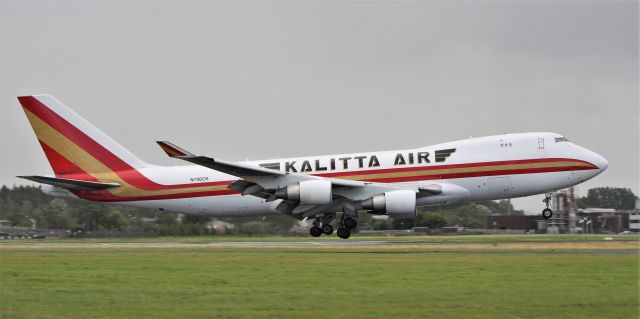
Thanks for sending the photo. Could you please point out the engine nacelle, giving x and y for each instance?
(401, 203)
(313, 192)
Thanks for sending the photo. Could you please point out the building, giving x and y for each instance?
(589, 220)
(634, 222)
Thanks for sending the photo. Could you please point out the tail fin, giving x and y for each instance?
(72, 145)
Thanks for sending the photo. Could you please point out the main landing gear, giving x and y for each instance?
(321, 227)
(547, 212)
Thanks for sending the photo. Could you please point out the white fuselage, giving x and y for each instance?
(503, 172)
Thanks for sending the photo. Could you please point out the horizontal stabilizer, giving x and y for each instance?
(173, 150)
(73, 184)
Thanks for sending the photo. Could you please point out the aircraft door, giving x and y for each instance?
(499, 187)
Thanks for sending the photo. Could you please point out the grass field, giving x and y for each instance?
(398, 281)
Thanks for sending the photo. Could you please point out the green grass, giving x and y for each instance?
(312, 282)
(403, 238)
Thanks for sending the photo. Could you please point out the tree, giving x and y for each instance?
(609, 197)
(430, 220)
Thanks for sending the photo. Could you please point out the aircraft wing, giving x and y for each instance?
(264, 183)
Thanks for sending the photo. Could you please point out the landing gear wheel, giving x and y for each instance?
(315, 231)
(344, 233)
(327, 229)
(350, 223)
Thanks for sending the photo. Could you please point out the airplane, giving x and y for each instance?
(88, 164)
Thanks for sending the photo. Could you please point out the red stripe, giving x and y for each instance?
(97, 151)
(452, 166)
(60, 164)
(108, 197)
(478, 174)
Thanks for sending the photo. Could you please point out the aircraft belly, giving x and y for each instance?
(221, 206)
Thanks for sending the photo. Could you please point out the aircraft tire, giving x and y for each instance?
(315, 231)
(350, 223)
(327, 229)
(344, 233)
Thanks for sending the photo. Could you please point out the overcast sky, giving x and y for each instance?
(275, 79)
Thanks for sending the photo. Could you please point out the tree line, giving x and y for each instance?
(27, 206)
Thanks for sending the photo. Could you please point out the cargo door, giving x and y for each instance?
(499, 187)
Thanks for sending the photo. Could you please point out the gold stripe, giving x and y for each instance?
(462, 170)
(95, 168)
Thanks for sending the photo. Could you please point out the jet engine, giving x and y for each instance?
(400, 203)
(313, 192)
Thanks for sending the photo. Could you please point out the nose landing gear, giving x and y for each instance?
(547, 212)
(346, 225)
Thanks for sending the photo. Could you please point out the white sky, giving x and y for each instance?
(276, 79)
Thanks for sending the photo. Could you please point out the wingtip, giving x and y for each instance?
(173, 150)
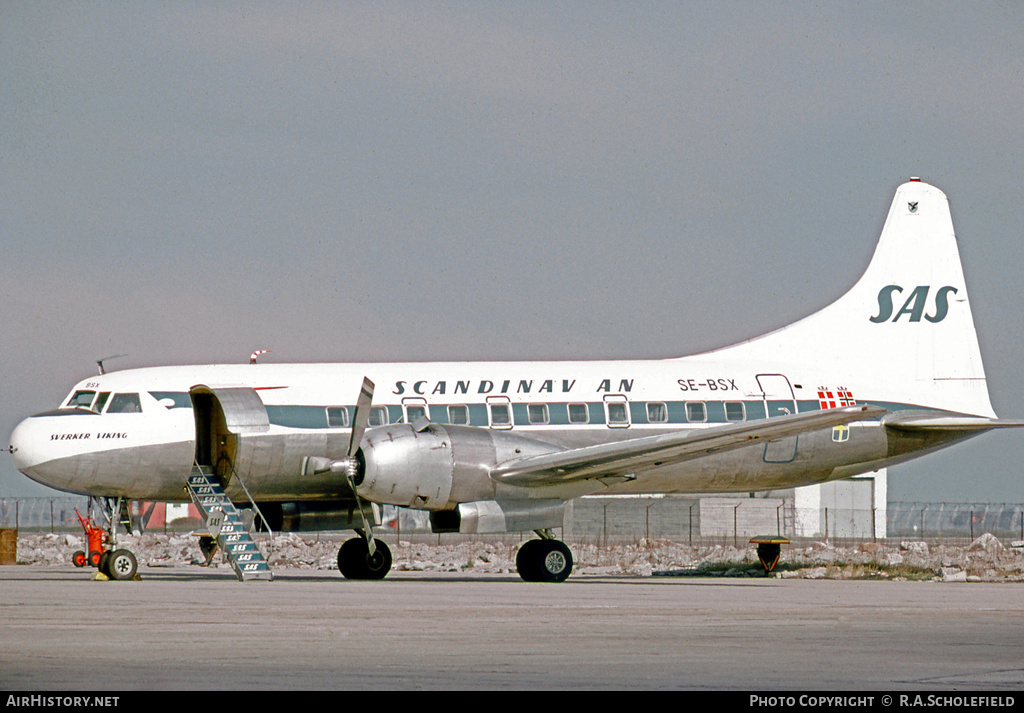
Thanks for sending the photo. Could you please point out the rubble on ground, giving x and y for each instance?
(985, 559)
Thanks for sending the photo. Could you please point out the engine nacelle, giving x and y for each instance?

**WHAT THE TASK REQUIRES**
Everything in the entries above should be transcribed exactly, apart from the pictures.

**OUTPUT OF THE TASK**
Thanks for sending the photo. Could you please point out the engine nacelle, giving x and y for each instance?
(401, 203)
(313, 192)
Thanks for sending the photo. Could you please point out the building, giving x and y for each instance?
(589, 220)
(634, 222)
Thanks for sending the photo. Could you please point out the tail fin, giving x and y for each instance?
(72, 145)
Thanks for sending the photo. Could you please point out the main landing gear, giving x and y for each instance?
(321, 227)
(547, 212)
Thanks for sending the photo. Could you please point out the white fuselage, giving x and y for each instance?
(503, 172)
Thanks for sending the photo. Could you please point out the horizontal stabilizer, giving x and y for each instance?
(173, 150)
(73, 184)
Thanks for sending the photo. Could you please point out the aircraft door, giving x and y for each instance?
(499, 187)
Thanks for sending the photo. Could you please point out the grass field, giving x and y for each instance?
(398, 281)
Thanks for sending the photo. Could you please point out the green grass, giving x and y for each instance?
(312, 282)
(403, 238)
Thanks for sending the photo. Could you please point out the tree, giving x and y for each instance?
(609, 197)
(430, 220)
Thanks for sending the photo. Could you please point out the aircraft wing, giving x and y for each instance?
(264, 183)
Thanks for sending the photo. Could you please point out the landing gear wheel, giving x and y for each instance?
(315, 231)
(344, 233)
(327, 229)
(350, 223)
Thanks for sending the photo. Could you please point out the airplane, giving x and y for each instance?
(88, 164)
Thanks for sending the photo. Could you please point out the red stripe, giving x and y for each instance?
(97, 151)
(452, 166)
(60, 164)
(108, 197)
(478, 174)
Thanks for sending the photo. Could you please point out the aircraft belly, giving x and y for each instance?
(221, 206)
Thanks for sending the photo. Could you please point out the aircraft tire, giving x and y for each instance?
(315, 231)
(350, 223)
(327, 229)
(344, 233)
Thanks for sending the photo. Could you please point out the overcast sky, giving x and y for each instance?
(275, 79)
Thanks for sending the photo. Could you please point out the tree line, giving x and y for each instance?
(27, 206)
Thanks for sending the photo. Could you please point out the cargo door, giving x and y for each instance?
(499, 187)
Thanks for sending the photo. Could you please point out the gold stripe, giving x and y for each instance?
(462, 170)
(95, 168)
Thanks for sending the photo. Could you please point out the jet engine, giving x and y for each instance?
(400, 203)
(313, 192)
Thanks for sending the photo. Could you please point out the nose landing gear, giving x and y for each instance?
(547, 212)
(346, 225)
Thanks for sending the photo. Could you please point out the white sky, giving x and y for each instance?
(276, 79)
Thanks for sending the photo. Could you please point out the wingtip, giving x and y for each instance?
(173, 150)
Thanks for sending the photo. Could you please point out the rubble on ground, giving x and y for each instance?
(985, 559)
Thanks for sending the photo. Could you please point out the engine nacelle, giving x and y for each instance?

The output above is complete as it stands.